### Exercise material

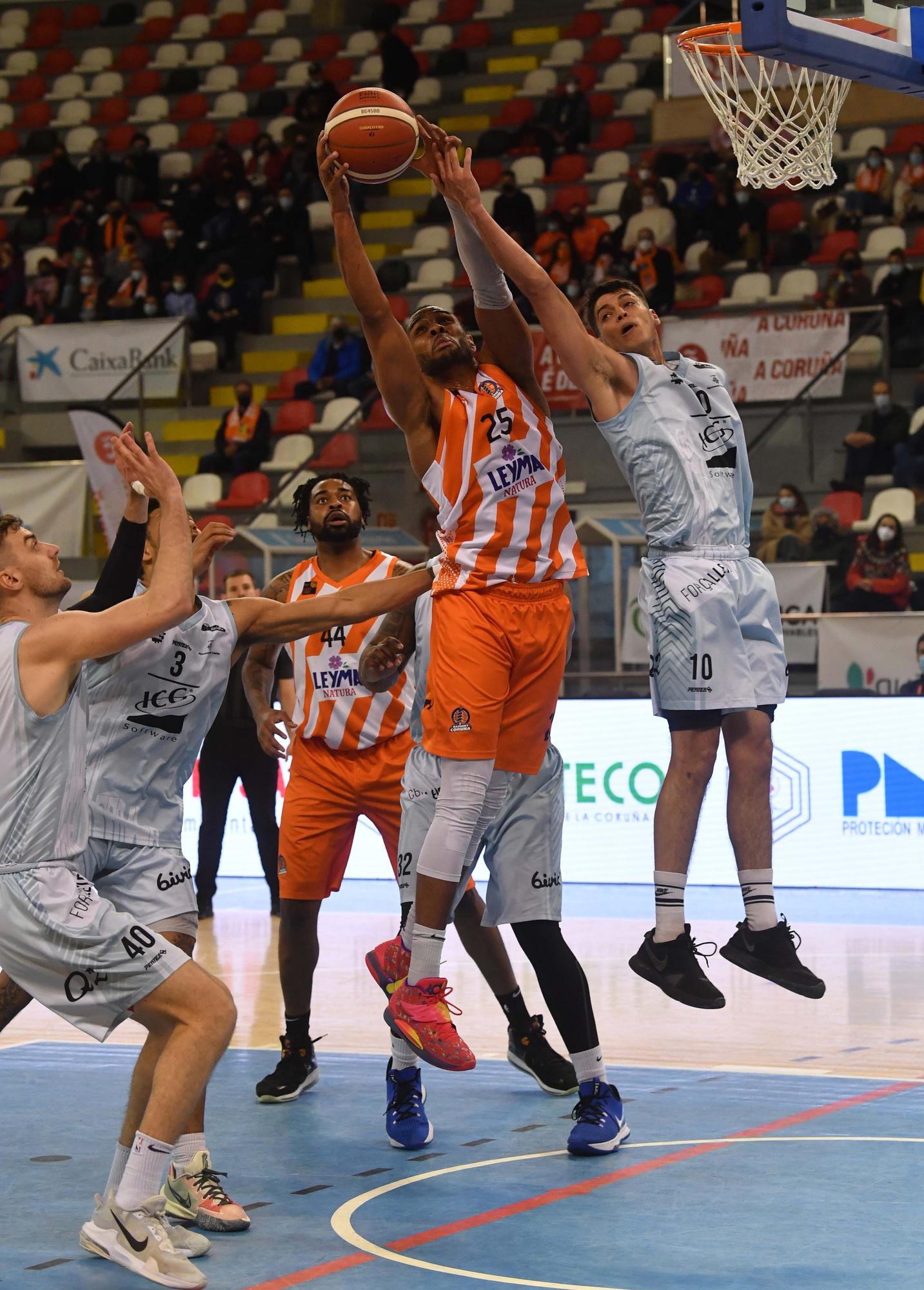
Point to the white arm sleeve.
(488, 284)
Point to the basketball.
(375, 132)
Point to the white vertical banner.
(95, 432)
(800, 589)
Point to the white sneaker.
(140, 1242)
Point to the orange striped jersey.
(498, 483)
(331, 704)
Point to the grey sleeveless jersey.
(43, 789)
(152, 706)
(680, 444)
(424, 613)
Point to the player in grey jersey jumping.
(718, 666)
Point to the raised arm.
(398, 373)
(589, 363)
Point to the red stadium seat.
(603, 105)
(295, 416)
(832, 246)
(57, 63)
(29, 90)
(113, 112)
(146, 82)
(567, 170)
(903, 137)
(132, 59)
(585, 26)
(190, 108)
(199, 135)
(515, 113)
(324, 47)
(241, 135)
(487, 172)
(474, 35)
(246, 52)
(119, 139)
(614, 135)
(287, 385)
(785, 216)
(259, 78)
(83, 17)
(572, 195)
(155, 32)
(248, 491)
(230, 26)
(605, 50)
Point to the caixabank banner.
(847, 799)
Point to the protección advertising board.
(847, 799)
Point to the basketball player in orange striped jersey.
(480, 439)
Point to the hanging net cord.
(774, 143)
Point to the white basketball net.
(774, 143)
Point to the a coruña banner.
(84, 362)
(768, 357)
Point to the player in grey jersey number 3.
(718, 668)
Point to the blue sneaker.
(406, 1120)
(600, 1126)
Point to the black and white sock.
(756, 891)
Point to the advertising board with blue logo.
(847, 799)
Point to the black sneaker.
(671, 966)
(535, 1055)
(772, 955)
(297, 1071)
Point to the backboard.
(861, 41)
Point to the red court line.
(582, 1189)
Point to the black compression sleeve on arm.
(121, 572)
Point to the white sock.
(145, 1171)
(426, 951)
(589, 1066)
(669, 905)
(402, 1055)
(188, 1145)
(756, 891)
(118, 1169)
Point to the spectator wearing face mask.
(872, 186)
(871, 447)
(915, 687)
(654, 217)
(786, 528)
(288, 226)
(879, 580)
(242, 439)
(335, 366)
(222, 314)
(514, 211)
(132, 292)
(180, 303)
(909, 192)
(653, 270)
(848, 287)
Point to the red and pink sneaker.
(420, 1015)
(389, 964)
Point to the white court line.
(341, 1220)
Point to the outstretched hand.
(333, 175)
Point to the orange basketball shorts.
(496, 664)
(327, 794)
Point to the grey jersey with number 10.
(680, 444)
(43, 791)
(152, 706)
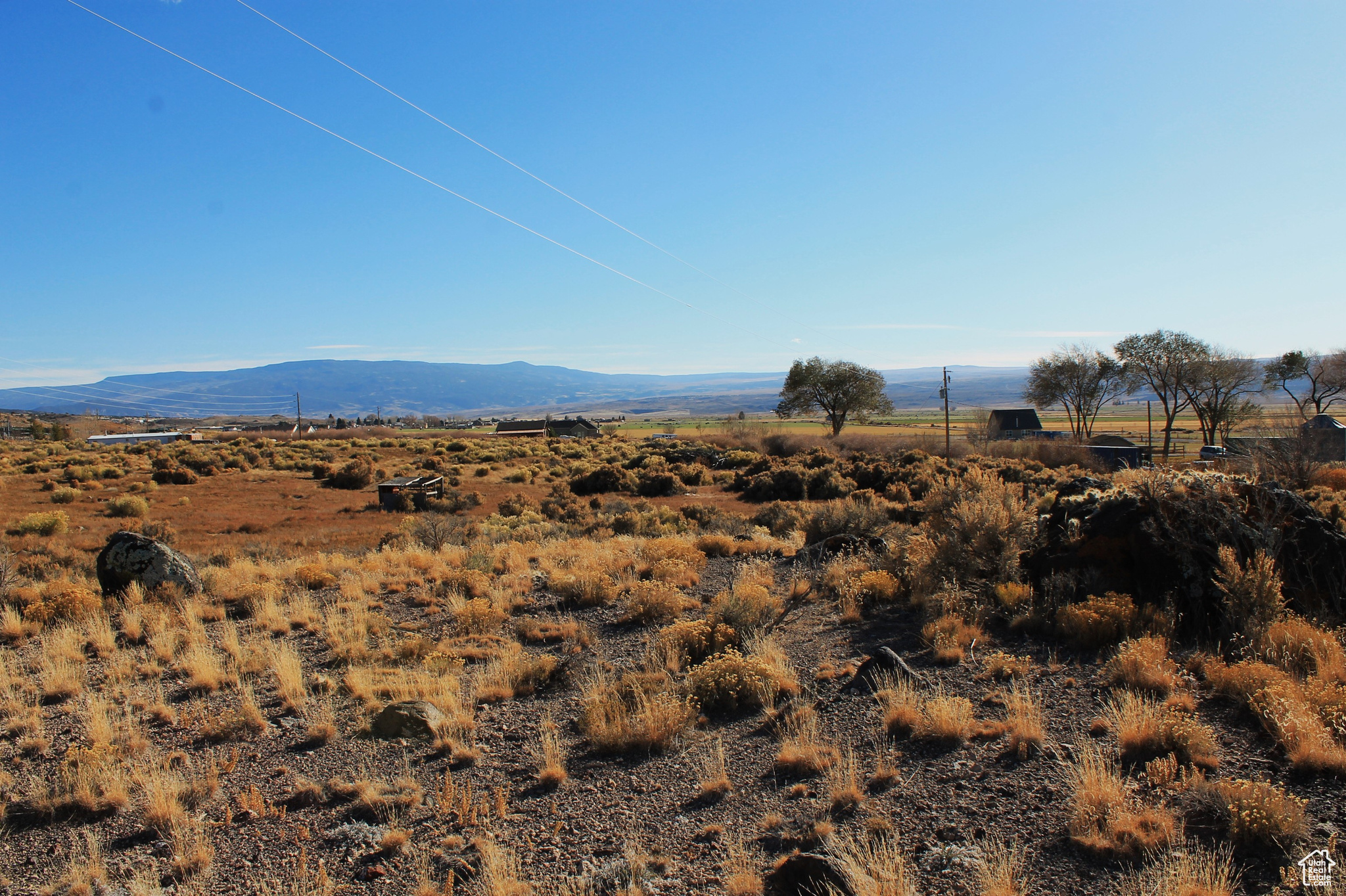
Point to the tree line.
(1185, 374)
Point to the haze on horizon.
(896, 185)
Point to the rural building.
(136, 437)
(1014, 423)
(579, 428)
(1119, 451)
(1329, 436)
(419, 489)
(576, 428)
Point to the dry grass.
(655, 602)
(1000, 666)
(637, 712)
(551, 755)
(289, 671)
(715, 776)
(1003, 870)
(804, 752)
(875, 866)
(843, 779)
(901, 706)
(1098, 622)
(741, 872)
(1146, 728)
(1260, 815)
(1190, 872)
(950, 637)
(945, 717)
(1025, 723)
(1104, 820)
(1143, 663)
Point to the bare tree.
(1163, 361)
(1081, 380)
(839, 389)
(1218, 390)
(1325, 374)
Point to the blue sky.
(901, 185)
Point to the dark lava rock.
(131, 557)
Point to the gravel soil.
(945, 801)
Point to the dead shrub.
(804, 752)
(1104, 820)
(1098, 622)
(949, 638)
(1252, 593)
(1143, 663)
(731, 683)
(1146, 728)
(653, 602)
(637, 712)
(692, 640)
(1259, 813)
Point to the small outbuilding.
(1119, 451)
(395, 493)
(576, 428)
(136, 437)
(1014, 423)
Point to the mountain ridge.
(358, 388)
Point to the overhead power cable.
(545, 183)
(434, 183)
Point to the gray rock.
(408, 719)
(131, 557)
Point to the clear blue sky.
(896, 183)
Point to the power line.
(545, 183)
(421, 177)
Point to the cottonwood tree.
(1081, 380)
(1163, 361)
(839, 389)
(1325, 377)
(1218, 390)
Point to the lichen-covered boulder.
(407, 719)
(131, 557)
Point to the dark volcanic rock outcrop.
(1157, 537)
(131, 557)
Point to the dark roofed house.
(1329, 436)
(394, 493)
(1325, 422)
(521, 428)
(575, 428)
(1014, 423)
(578, 428)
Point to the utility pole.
(944, 393)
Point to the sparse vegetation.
(669, 629)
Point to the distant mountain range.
(360, 388)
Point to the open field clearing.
(726, 666)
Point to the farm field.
(639, 666)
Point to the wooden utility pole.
(944, 393)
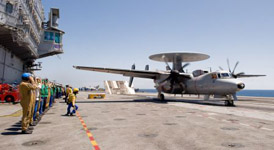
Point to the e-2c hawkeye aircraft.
(220, 84)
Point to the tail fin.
(131, 78)
(147, 67)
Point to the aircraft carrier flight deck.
(141, 122)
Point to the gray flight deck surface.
(139, 122)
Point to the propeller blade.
(228, 65)
(167, 65)
(235, 67)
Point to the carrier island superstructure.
(25, 36)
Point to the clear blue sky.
(118, 33)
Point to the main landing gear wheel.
(161, 97)
(229, 103)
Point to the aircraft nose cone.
(241, 86)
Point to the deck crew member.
(72, 102)
(25, 89)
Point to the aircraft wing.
(125, 72)
(249, 75)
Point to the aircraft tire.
(229, 103)
(162, 97)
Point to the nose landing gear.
(161, 96)
(229, 101)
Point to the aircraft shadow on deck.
(14, 130)
(154, 100)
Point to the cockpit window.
(219, 75)
(225, 75)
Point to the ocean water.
(253, 93)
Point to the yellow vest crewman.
(25, 88)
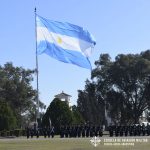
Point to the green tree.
(127, 79)
(59, 113)
(7, 118)
(89, 104)
(17, 91)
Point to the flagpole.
(37, 71)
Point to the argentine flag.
(64, 41)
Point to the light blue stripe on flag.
(64, 41)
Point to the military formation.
(133, 130)
(80, 131)
(77, 131)
(46, 132)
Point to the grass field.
(69, 144)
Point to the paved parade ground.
(104, 143)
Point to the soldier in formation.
(80, 131)
(132, 130)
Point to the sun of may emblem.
(59, 40)
(95, 141)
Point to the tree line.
(120, 86)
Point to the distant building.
(64, 97)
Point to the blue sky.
(119, 26)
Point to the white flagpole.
(37, 72)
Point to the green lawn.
(64, 144)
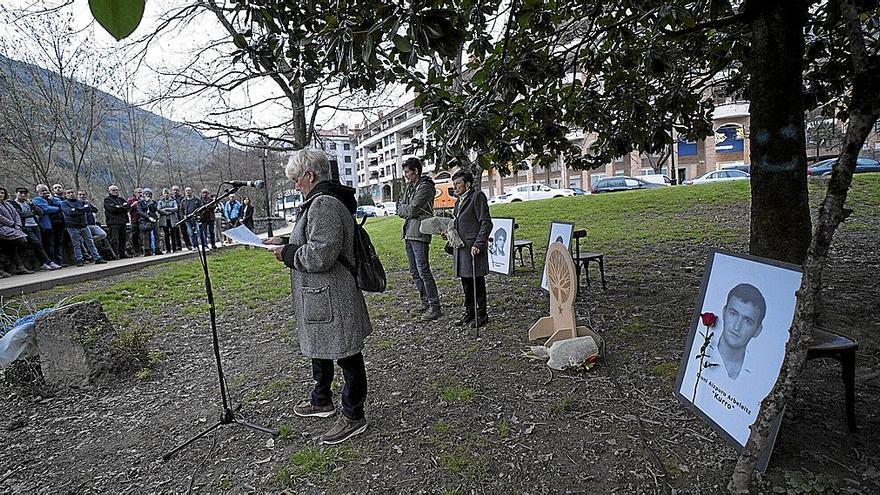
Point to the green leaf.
(402, 44)
(119, 17)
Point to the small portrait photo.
(737, 340)
(501, 245)
(559, 232)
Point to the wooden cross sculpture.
(561, 279)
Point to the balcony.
(731, 110)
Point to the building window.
(729, 139)
(687, 148)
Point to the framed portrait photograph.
(736, 342)
(500, 255)
(559, 232)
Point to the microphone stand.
(227, 415)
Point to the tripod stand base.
(226, 417)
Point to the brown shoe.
(343, 430)
(21, 270)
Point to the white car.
(530, 192)
(719, 176)
(371, 211)
(390, 207)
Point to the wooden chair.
(519, 245)
(828, 344)
(582, 260)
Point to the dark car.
(365, 211)
(622, 183)
(863, 165)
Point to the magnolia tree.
(511, 80)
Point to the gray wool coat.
(330, 309)
(416, 205)
(473, 224)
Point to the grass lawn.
(614, 222)
(450, 412)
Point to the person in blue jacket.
(78, 228)
(232, 213)
(52, 237)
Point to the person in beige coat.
(331, 313)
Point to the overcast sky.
(148, 75)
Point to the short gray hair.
(308, 160)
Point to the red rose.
(709, 319)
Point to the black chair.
(582, 260)
(828, 344)
(518, 247)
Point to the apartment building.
(382, 147)
(340, 145)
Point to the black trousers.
(467, 284)
(175, 238)
(135, 238)
(354, 393)
(118, 238)
(208, 230)
(56, 242)
(36, 242)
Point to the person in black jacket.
(471, 261)
(247, 215)
(186, 206)
(206, 222)
(77, 227)
(148, 220)
(116, 212)
(29, 214)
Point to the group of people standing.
(470, 262)
(52, 217)
(152, 220)
(331, 312)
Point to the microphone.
(246, 183)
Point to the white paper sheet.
(243, 235)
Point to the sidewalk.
(40, 280)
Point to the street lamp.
(266, 182)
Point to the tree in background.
(622, 71)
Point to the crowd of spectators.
(54, 220)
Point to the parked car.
(719, 176)
(501, 198)
(621, 183)
(390, 207)
(657, 179)
(531, 192)
(370, 211)
(742, 168)
(863, 165)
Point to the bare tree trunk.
(780, 214)
(864, 110)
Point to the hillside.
(120, 125)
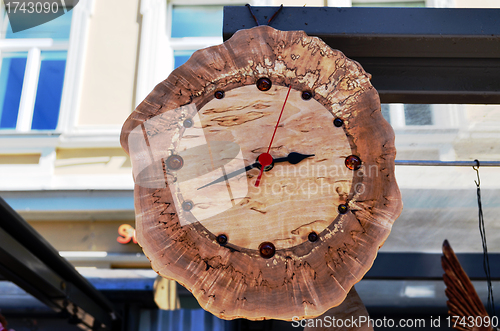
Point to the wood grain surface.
(303, 279)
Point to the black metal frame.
(30, 262)
(415, 55)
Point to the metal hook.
(476, 168)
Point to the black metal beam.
(427, 266)
(29, 261)
(415, 55)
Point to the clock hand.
(231, 175)
(292, 158)
(266, 159)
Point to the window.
(32, 69)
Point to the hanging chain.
(482, 232)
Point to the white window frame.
(156, 58)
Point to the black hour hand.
(231, 175)
(292, 158)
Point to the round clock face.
(264, 175)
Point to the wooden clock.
(264, 175)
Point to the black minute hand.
(292, 158)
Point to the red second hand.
(266, 159)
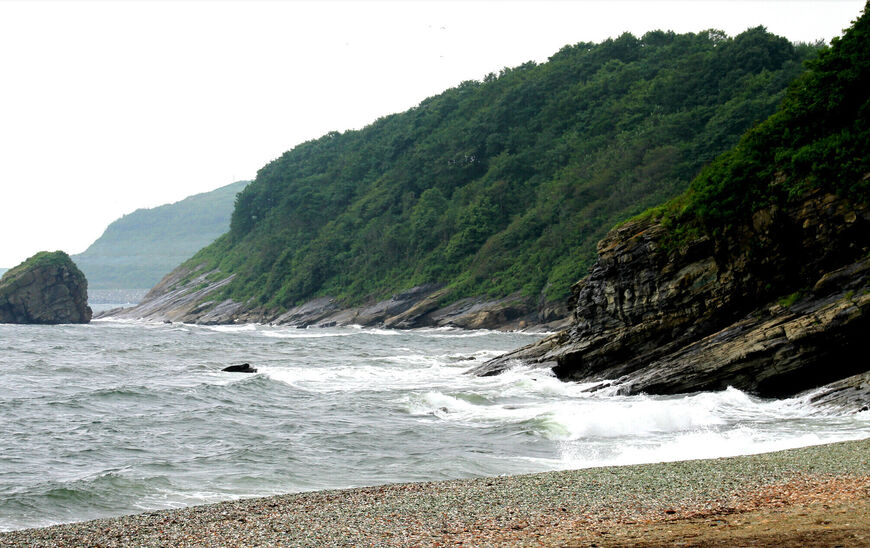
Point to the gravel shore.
(818, 491)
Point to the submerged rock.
(47, 288)
(241, 368)
(778, 305)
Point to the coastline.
(818, 494)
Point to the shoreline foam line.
(549, 508)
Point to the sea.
(118, 417)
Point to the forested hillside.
(140, 248)
(818, 140)
(505, 184)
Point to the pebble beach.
(811, 495)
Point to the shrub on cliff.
(504, 184)
(819, 138)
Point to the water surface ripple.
(119, 417)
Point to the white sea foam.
(328, 407)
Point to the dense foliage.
(505, 184)
(138, 249)
(819, 138)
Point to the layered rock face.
(777, 305)
(187, 296)
(47, 288)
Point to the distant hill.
(138, 249)
(502, 185)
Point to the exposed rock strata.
(187, 296)
(777, 305)
(47, 288)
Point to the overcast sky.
(107, 107)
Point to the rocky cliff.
(47, 288)
(188, 296)
(777, 305)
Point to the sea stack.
(47, 288)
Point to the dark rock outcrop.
(240, 368)
(47, 288)
(187, 296)
(775, 306)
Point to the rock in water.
(712, 314)
(47, 288)
(241, 368)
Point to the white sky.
(106, 107)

######

Objective
Render every line from the one containing "Point to the rocky cliff." through the end of the items as a numbered list, skipping any blank lines.

Exercise result
1. Point to the rocky cliff.
2. (47, 288)
3. (188, 296)
4. (777, 305)
5. Point to the sea stack.
6. (47, 288)
7. Point to the dark rock outcrop.
8. (240, 368)
9. (47, 288)
10. (187, 296)
11. (775, 306)
12. Point to the rock in water.
13. (712, 314)
14. (47, 288)
15. (241, 368)
16. Point to the white sky.
17. (106, 107)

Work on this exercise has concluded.